- Request
Locate each line in the material below that contains the word "bicycle", and copy every such line.

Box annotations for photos
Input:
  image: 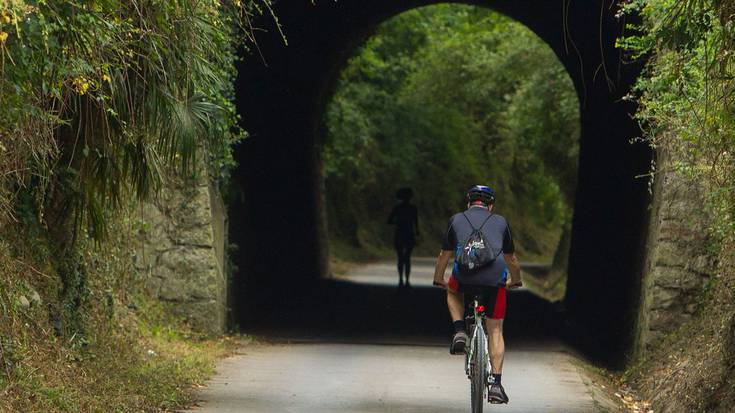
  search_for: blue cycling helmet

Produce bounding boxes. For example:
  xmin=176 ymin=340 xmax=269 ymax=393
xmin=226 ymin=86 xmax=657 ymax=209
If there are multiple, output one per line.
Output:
xmin=467 ymin=185 xmax=495 ymax=205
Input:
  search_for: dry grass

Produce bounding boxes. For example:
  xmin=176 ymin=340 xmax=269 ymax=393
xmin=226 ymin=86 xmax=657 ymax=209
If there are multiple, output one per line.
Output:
xmin=0 ymin=217 xmax=236 ymax=413
xmin=625 ymin=241 xmax=735 ymax=413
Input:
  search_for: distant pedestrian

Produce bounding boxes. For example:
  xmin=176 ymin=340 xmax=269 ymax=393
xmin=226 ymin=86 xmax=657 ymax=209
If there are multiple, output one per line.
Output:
xmin=388 ymin=188 xmax=419 ymax=287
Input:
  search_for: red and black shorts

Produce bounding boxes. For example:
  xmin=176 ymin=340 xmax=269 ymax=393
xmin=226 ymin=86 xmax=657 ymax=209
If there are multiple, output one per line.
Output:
xmin=447 ymin=275 xmax=506 ymax=320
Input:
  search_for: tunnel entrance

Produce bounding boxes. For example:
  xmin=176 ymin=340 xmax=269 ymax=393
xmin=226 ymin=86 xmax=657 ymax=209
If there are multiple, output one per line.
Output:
xmin=319 ymin=3 xmax=580 ymax=301
xmin=230 ymin=0 xmax=650 ymax=359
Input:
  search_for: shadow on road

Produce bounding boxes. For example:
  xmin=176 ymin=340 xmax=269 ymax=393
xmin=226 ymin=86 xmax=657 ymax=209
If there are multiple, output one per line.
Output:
xmin=241 ymin=280 xmax=561 ymax=350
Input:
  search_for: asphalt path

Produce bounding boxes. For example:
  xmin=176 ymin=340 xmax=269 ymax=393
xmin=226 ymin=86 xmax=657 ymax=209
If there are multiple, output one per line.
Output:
xmin=183 ymin=260 xmax=598 ymax=413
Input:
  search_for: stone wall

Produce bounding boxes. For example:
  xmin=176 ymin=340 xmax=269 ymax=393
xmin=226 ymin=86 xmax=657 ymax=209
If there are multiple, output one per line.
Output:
xmin=637 ymin=153 xmax=714 ymax=352
xmin=136 ymin=169 xmax=227 ymax=334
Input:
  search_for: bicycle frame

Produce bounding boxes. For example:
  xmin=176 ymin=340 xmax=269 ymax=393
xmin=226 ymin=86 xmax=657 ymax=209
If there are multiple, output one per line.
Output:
xmin=465 ymin=297 xmax=492 ymax=384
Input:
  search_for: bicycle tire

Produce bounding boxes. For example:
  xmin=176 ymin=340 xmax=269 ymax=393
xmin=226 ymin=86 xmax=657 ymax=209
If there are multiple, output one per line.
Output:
xmin=470 ymin=329 xmax=487 ymax=413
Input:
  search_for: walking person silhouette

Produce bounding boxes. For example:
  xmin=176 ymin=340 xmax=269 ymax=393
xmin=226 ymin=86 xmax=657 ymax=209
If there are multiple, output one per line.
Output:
xmin=388 ymin=188 xmax=419 ymax=288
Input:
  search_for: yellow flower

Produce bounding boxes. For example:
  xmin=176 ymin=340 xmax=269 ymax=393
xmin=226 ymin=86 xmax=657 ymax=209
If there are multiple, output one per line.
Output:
xmin=72 ymin=76 xmax=89 ymax=95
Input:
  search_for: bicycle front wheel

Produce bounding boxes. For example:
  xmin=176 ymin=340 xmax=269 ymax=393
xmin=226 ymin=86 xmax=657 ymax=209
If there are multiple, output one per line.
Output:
xmin=470 ymin=329 xmax=487 ymax=413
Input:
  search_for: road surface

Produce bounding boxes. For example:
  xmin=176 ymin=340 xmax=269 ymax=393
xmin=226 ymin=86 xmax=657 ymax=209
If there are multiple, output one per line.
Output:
xmin=185 ymin=261 xmax=598 ymax=413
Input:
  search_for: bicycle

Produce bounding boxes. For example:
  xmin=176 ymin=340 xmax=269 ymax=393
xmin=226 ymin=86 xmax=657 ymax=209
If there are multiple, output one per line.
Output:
xmin=434 ymin=282 xmax=492 ymax=413
xmin=465 ymin=294 xmax=492 ymax=413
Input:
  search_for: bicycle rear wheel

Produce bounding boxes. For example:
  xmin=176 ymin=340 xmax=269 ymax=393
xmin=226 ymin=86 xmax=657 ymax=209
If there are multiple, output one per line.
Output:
xmin=470 ymin=329 xmax=487 ymax=413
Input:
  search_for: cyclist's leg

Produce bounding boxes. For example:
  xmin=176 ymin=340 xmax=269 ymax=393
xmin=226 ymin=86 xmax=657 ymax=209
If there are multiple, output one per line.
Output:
xmin=447 ymin=276 xmax=464 ymax=322
xmin=485 ymin=288 xmax=506 ymax=374
xmin=485 ymin=318 xmax=505 ymax=374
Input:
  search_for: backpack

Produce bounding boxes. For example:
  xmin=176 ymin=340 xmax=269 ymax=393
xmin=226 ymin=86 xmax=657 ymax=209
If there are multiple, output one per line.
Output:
xmin=455 ymin=212 xmax=502 ymax=275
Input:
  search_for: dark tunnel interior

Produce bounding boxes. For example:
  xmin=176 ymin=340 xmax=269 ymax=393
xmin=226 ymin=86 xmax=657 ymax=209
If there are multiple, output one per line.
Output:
xmin=229 ymin=0 xmax=652 ymax=364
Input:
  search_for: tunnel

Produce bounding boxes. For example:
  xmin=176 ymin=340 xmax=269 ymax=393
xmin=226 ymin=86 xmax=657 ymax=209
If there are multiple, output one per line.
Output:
xmin=229 ymin=0 xmax=652 ymax=360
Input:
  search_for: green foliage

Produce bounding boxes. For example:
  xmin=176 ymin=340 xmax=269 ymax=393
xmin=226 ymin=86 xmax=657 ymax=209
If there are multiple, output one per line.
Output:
xmin=0 ymin=0 xmax=269 ymax=238
xmin=621 ymin=0 xmax=735 ymax=245
xmin=324 ymin=4 xmax=579 ymax=257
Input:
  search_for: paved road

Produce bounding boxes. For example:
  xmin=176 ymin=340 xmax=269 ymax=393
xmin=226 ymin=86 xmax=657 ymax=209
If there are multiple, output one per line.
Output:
xmin=184 ymin=262 xmax=596 ymax=413
xmin=338 ymin=257 xmax=548 ymax=287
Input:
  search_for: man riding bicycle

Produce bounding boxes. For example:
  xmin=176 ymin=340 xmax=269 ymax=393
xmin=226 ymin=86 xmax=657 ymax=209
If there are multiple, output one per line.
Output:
xmin=434 ymin=185 xmax=522 ymax=403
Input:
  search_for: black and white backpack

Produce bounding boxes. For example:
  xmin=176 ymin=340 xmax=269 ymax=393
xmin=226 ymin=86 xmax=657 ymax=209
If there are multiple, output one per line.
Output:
xmin=455 ymin=212 xmax=502 ymax=275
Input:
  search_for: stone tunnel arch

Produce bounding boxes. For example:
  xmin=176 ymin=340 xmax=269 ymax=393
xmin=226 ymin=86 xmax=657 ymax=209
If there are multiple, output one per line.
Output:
xmin=230 ymin=0 xmax=651 ymax=356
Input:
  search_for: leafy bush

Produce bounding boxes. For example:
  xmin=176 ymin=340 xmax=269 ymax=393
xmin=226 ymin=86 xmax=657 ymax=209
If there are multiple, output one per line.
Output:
xmin=324 ymin=4 xmax=580 ymax=259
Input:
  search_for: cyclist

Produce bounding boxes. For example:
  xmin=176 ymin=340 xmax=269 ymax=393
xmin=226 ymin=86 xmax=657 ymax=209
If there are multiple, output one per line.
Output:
xmin=434 ymin=185 xmax=522 ymax=403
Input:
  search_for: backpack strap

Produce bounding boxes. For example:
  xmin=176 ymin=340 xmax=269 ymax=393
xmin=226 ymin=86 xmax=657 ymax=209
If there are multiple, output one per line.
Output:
xmin=462 ymin=212 xmax=493 ymax=231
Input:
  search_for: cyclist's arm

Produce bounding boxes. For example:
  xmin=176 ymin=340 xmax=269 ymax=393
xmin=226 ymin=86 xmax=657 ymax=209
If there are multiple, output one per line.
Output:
xmin=503 ymin=253 xmax=522 ymax=287
xmin=434 ymin=250 xmax=453 ymax=288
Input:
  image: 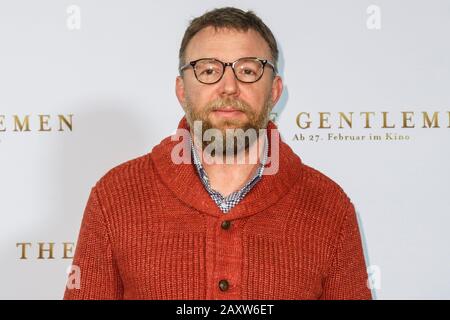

- Problem solution
  search_for: bicycle frame
  search_for: bicycle tire
  search_for: bicycle front wheel
  search_for: bicycle
  search_for: bicycle rear wheel
  search_for: man riding bicycle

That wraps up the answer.